Your assignment —
Word for word, reproduce the records, keeping none of the pictures.

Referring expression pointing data
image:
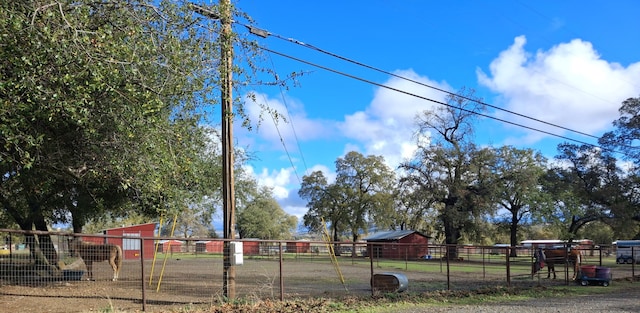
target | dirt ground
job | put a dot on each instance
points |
(180, 284)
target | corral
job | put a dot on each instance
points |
(190, 279)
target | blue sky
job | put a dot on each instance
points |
(569, 63)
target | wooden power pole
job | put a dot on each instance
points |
(228, 190)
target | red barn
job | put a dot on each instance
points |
(251, 247)
(298, 246)
(209, 246)
(165, 246)
(398, 244)
(130, 247)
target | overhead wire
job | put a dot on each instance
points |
(264, 34)
(435, 101)
(306, 45)
(293, 129)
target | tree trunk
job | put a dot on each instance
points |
(336, 246)
(45, 243)
(514, 235)
(451, 234)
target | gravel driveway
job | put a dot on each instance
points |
(628, 301)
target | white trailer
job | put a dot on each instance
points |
(627, 251)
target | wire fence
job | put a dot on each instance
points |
(161, 273)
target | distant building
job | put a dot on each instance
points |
(209, 246)
(398, 244)
(130, 244)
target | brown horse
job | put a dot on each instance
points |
(562, 256)
(91, 252)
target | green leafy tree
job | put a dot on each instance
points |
(448, 167)
(326, 204)
(624, 138)
(587, 185)
(517, 186)
(100, 108)
(367, 185)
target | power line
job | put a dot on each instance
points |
(265, 34)
(435, 101)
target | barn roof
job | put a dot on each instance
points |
(392, 235)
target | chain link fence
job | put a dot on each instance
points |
(168, 273)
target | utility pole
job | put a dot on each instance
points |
(228, 190)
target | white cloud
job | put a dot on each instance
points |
(386, 127)
(568, 85)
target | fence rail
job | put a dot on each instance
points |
(158, 273)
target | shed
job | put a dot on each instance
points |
(298, 246)
(251, 247)
(209, 246)
(165, 246)
(130, 247)
(398, 244)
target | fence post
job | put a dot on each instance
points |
(144, 286)
(508, 259)
(281, 276)
(447, 257)
(633, 263)
(372, 281)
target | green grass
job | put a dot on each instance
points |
(391, 303)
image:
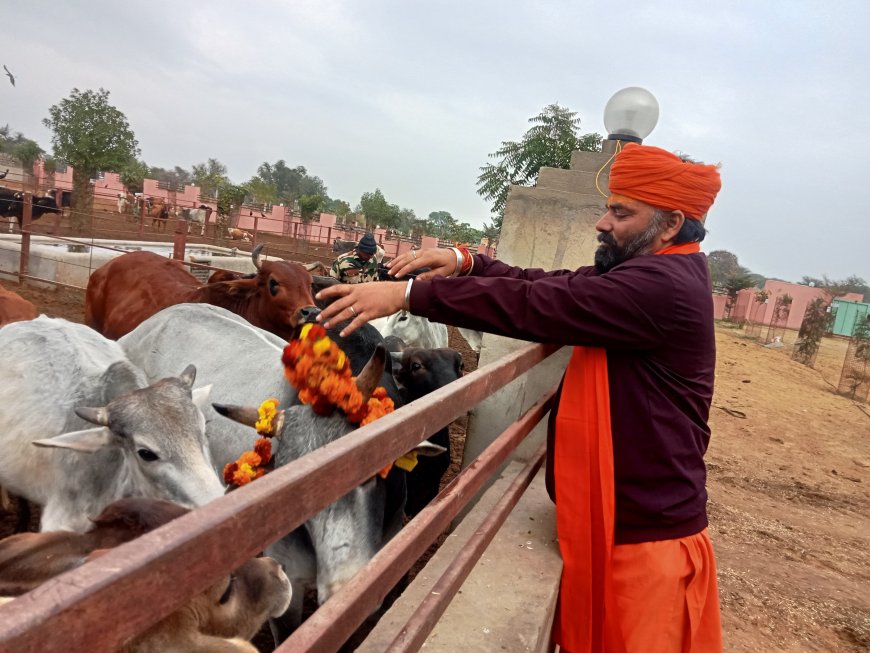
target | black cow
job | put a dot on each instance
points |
(12, 206)
(419, 372)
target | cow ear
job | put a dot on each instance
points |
(249, 416)
(426, 448)
(246, 415)
(200, 396)
(98, 416)
(188, 376)
(87, 441)
(370, 375)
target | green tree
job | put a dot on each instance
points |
(339, 208)
(209, 176)
(133, 175)
(309, 205)
(291, 183)
(441, 225)
(377, 211)
(549, 143)
(262, 192)
(838, 288)
(465, 233)
(91, 135)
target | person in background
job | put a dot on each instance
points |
(359, 265)
(627, 438)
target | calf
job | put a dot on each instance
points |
(14, 308)
(12, 206)
(198, 216)
(143, 440)
(419, 372)
(222, 618)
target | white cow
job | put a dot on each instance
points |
(199, 216)
(345, 535)
(413, 330)
(59, 380)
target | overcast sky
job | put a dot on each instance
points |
(410, 97)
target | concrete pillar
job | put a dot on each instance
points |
(551, 226)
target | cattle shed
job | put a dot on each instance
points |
(847, 315)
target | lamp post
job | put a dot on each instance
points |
(630, 115)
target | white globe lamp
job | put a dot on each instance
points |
(631, 114)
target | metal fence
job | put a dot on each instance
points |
(855, 375)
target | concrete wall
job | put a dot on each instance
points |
(551, 226)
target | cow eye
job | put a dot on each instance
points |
(228, 592)
(147, 455)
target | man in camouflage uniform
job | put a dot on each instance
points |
(359, 264)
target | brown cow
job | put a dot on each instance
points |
(159, 212)
(222, 618)
(129, 289)
(14, 308)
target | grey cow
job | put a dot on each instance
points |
(102, 433)
(244, 365)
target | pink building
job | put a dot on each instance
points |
(748, 308)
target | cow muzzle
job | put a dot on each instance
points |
(308, 314)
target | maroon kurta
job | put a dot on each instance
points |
(654, 315)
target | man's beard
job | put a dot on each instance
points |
(609, 254)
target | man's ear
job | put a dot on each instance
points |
(673, 223)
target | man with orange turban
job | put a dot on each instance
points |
(625, 461)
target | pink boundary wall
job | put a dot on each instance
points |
(279, 220)
(801, 297)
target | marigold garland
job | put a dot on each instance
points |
(267, 411)
(252, 464)
(320, 372)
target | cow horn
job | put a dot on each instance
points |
(255, 255)
(99, 416)
(249, 416)
(188, 376)
(370, 375)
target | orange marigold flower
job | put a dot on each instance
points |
(249, 459)
(263, 448)
(230, 470)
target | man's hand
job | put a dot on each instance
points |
(442, 263)
(360, 303)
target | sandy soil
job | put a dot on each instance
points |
(789, 470)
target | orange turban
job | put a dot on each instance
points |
(657, 177)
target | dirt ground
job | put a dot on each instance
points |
(789, 469)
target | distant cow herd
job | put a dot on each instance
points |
(158, 391)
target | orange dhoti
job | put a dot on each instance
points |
(666, 596)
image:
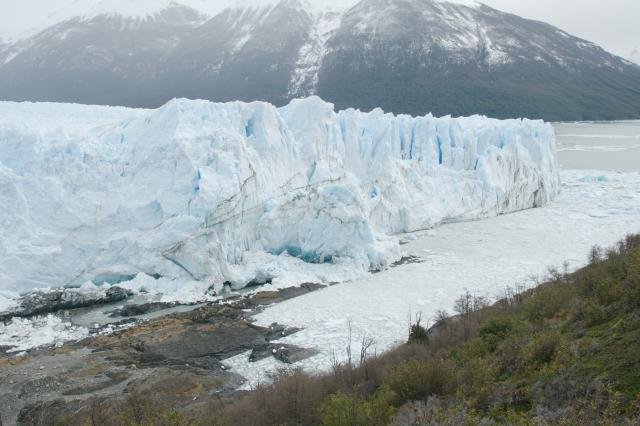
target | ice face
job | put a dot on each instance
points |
(192, 190)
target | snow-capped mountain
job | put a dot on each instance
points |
(407, 56)
(634, 55)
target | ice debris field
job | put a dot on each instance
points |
(196, 195)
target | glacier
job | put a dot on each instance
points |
(214, 194)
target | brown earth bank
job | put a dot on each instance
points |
(176, 359)
(565, 353)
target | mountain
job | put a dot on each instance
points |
(634, 55)
(406, 56)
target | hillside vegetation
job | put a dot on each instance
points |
(566, 352)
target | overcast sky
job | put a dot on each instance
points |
(614, 24)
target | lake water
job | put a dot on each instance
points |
(599, 146)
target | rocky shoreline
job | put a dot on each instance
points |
(183, 353)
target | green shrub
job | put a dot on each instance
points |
(543, 349)
(341, 409)
(415, 380)
(493, 331)
(418, 334)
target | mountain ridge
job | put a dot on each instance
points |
(406, 56)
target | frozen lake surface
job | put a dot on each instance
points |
(602, 146)
(595, 207)
(484, 257)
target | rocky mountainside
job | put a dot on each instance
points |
(406, 56)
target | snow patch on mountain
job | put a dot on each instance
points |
(634, 55)
(243, 193)
(305, 76)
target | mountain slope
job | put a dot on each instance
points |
(406, 56)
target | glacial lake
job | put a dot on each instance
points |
(613, 146)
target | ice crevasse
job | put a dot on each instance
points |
(194, 190)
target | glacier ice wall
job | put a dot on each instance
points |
(187, 190)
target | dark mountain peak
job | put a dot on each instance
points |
(406, 56)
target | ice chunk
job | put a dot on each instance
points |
(188, 191)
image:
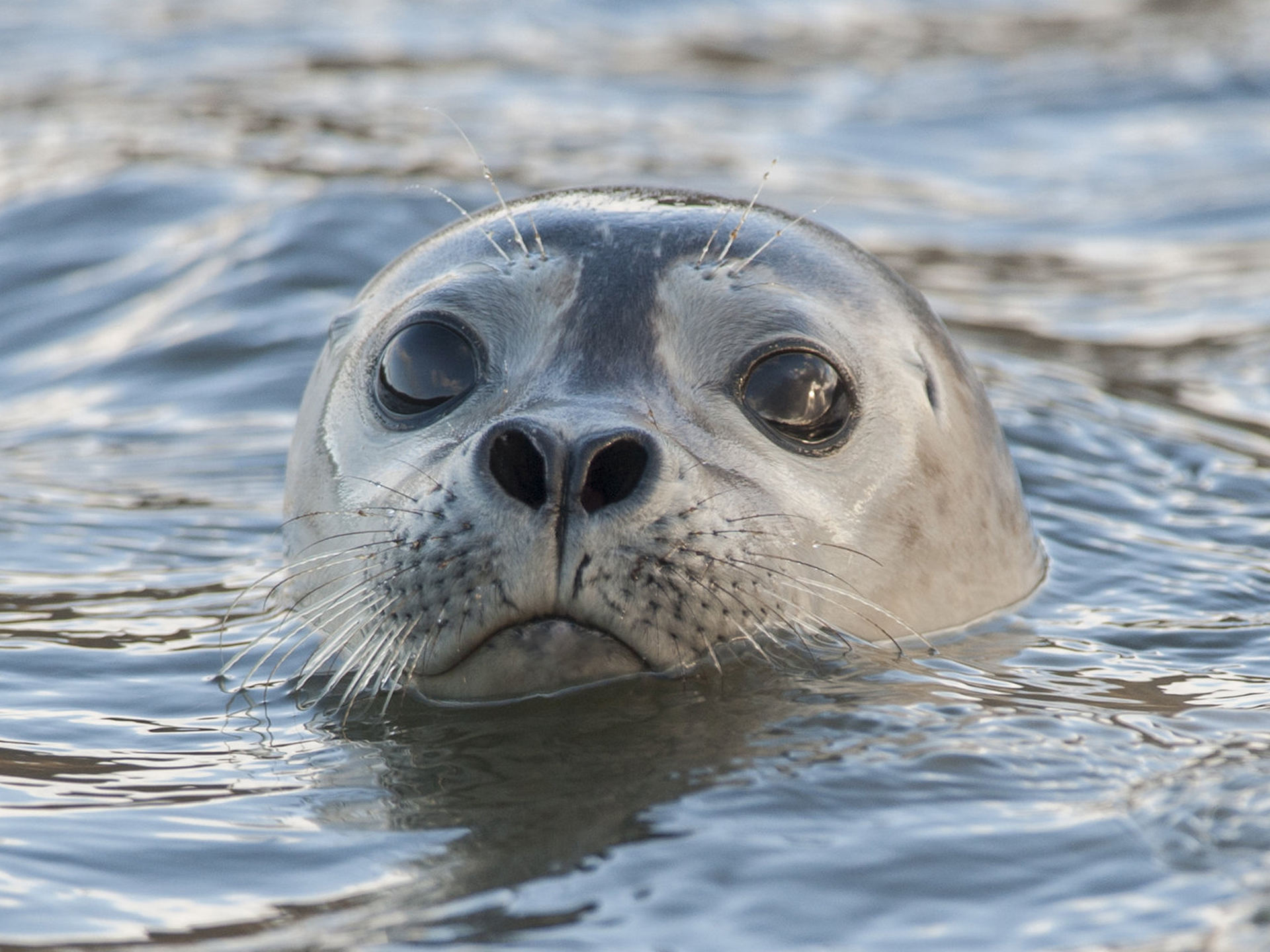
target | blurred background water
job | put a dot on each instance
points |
(190, 190)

Expected answer —
image:
target | dirt ground
job | put a dot on each instance
points |
(180, 284)
target | corral
job | put a dot on each instance
points |
(190, 279)
target | blue sky
job | put a dot on each instance
points |
(569, 63)
target | wooden power pole
job | put a dot on each instance
points |
(228, 190)
target | red barn
job | put a dot on each instance
points |
(251, 247)
(298, 246)
(209, 246)
(165, 246)
(398, 244)
(130, 247)
target | overhead wire
job | put a dot on each instance
points |
(264, 34)
(435, 101)
(306, 45)
(293, 129)
target | tree trunk
job | put a dot on each instance
points |
(336, 246)
(45, 243)
(514, 235)
(451, 234)
target | gravel driveway
job | put a dot on each instance
points |
(628, 301)
target | white trailer
job | put a dot on each instance
points |
(627, 251)
target | wire fence
job | put a dot on each instance
points |
(161, 273)
target | distant building
job | put a dot on each instance
points |
(209, 246)
(398, 244)
(130, 244)
target | brown horse
job | put a dot on each instance
points |
(562, 256)
(91, 252)
target | green leafy tree
job | put a dot on each instance
points |
(448, 167)
(326, 204)
(624, 138)
(587, 185)
(517, 186)
(100, 108)
(367, 185)
target | power line
job | put a dot on each instance
points |
(265, 34)
(435, 101)
target | barn roof
job | put a dot on each instance
points |
(392, 235)
target | chain link fence
job | put a dot on each instance
points |
(168, 273)
target | utility pole
job | put a dot on each instance
points |
(228, 190)
target | white cloud
job | put a dot on each instance
points |
(386, 127)
(568, 85)
target | fence rail
job | put a dot on each instance
points |
(158, 273)
target | shed
job | put a dot on each instance
points |
(298, 246)
(251, 247)
(209, 246)
(165, 246)
(130, 247)
(398, 244)
target | fence post
job | put a dot on each instance
points |
(144, 286)
(508, 259)
(281, 276)
(447, 257)
(633, 263)
(372, 281)
target | green grass
job | put a dot on each instance
points |
(391, 303)
image:
target | black cow
job | put a dot on each instance
points |
(12, 206)
(419, 372)
target | cow ear
job | put a dot on each instance
points |
(249, 416)
(426, 448)
(246, 415)
(200, 396)
(98, 416)
(188, 376)
(87, 441)
(370, 375)
target | green tree
job | put a dot on each instance
points |
(339, 208)
(209, 176)
(133, 175)
(309, 205)
(291, 183)
(441, 225)
(377, 211)
(549, 143)
(262, 192)
(838, 288)
(465, 233)
(91, 135)
target | person in background
job | put a dot on each instance
points |
(359, 265)
(627, 438)
target | calf
job | put a dot on each instance
points |
(14, 308)
(12, 206)
(198, 216)
(143, 440)
(419, 372)
(222, 618)
target | white cow
job | put a dot on each instance
points |
(199, 216)
(345, 535)
(413, 330)
(59, 380)
target | overcast sky
job | put a dot on each instance
points |
(410, 97)
target | concrete pillar
job | put a dot on each instance
points |
(551, 226)
target | cattle shed
job | put a dot on each instance
points |
(847, 315)
target | lamp post
job | put a dot on each instance
points |
(630, 115)
target | white globe lamp
job | put a dot on each instance
points |
(631, 114)
target | metal fence
job | put a dot on each instance
points |
(855, 375)
target | concrete wall
job | put a dot on each instance
points |
(551, 226)
target | cow eye
job | put a dot on each instance
points |
(228, 592)
(147, 455)
target | man in camouflage uniform
job | put a dot on each instance
points |
(359, 264)
target | brown cow
job | put a dot on each instance
points |
(159, 212)
(222, 618)
(129, 289)
(14, 308)
target | grey cow
job | put a dot on each instance
points |
(102, 433)
(244, 365)
target | pink building
job | put a dot on each instance
points |
(748, 308)
target | cow muzzle
job | put a dot on each instance
points |
(308, 314)
target | maroon kurta
job | put a dot on each instance
points |
(654, 315)
target | man's beard
job | put a dot on each instance
points |
(609, 254)
target | man's ear
job | put a dot on each instance
points |
(673, 223)
target | man with orange turban
job | put a dot on each instance
points |
(625, 461)
target | pink boundary wall
job | put a dot on each instance
points |
(279, 220)
(801, 297)
target | marigold garland
job | put a dot on each instance
points |
(267, 411)
(252, 464)
(320, 372)
target | cow horn
job | put a dot on each instance
points |
(255, 255)
(99, 416)
(249, 416)
(188, 376)
(370, 375)
target | orange marigold flower
job | put a dot on each instance
points |
(249, 459)
(263, 448)
(230, 470)
target | man's hand
job | put a dot on each instance
points |
(442, 263)
(360, 303)
target | sandy soil
job | put a dot on each instance
points |
(789, 470)
target | orange turban
job | put a dot on each instance
points |
(657, 177)
target | dirt ground
job | put a dot on each instance
points |
(789, 469)
target | distant cow herd
job | put a dot on each instance
points |
(158, 391)
target | orange dhoti
job | put a dot on each instance
points |
(666, 596)
image:
target | ice face
job | put a dot on each instance
points |
(192, 190)
target | snow-capped mountain
job | put a dot on each instance
points |
(407, 56)
(634, 55)
target | ice debris field
job | put a dot on each instance
points |
(196, 195)
target | glacier
job | put a dot on each instance
points |
(214, 194)
target | brown earth bank
job | put a dot on each instance
points |
(176, 359)
(565, 353)
target | mountain
job | put a dot on each instance
points |
(634, 55)
(406, 56)
target | hillside vegetation
job | put a dot on each instance
points |
(566, 352)
target | overcast sky
job | put a dot on each instance
points |
(614, 24)
target | lake water
job | put a dot on each instance
points |
(599, 146)
target | rocky shoreline
job | put a dot on each instance
points |
(183, 353)
target | green shrub
job | put a dot on each instance
points |
(543, 349)
(341, 409)
(415, 380)
(493, 331)
(418, 334)
target | mountain ridge
job | put a dot on each instance
points |
(406, 56)
target | frozen lake surface
job | put a dot on each instance
points |
(602, 146)
(595, 207)
(484, 257)
target | rocky mountainside
job | put a dot on each instance
points |
(406, 56)
target | snow patch on mountain
job | put a dot on each instance
points |
(634, 55)
(243, 193)
(305, 76)
target | mountain slope
job | put a dot on each instance
points |
(406, 56)
target | glacial lake
job | put a dot on each instance
points |
(613, 146)
target | ice crevasse
job | put a dot on each instance
points |
(194, 190)
target | glacier ice wall
job | put a dot on each instance
points |
(187, 190)
target | dark mountain peak
job | put a dot on each instance
points |
(406, 56)
target | ice chunk
job | put a dot on each instance
points |
(188, 191)
image:
target | blurred background water
job | put a dot on each instance
points |
(190, 190)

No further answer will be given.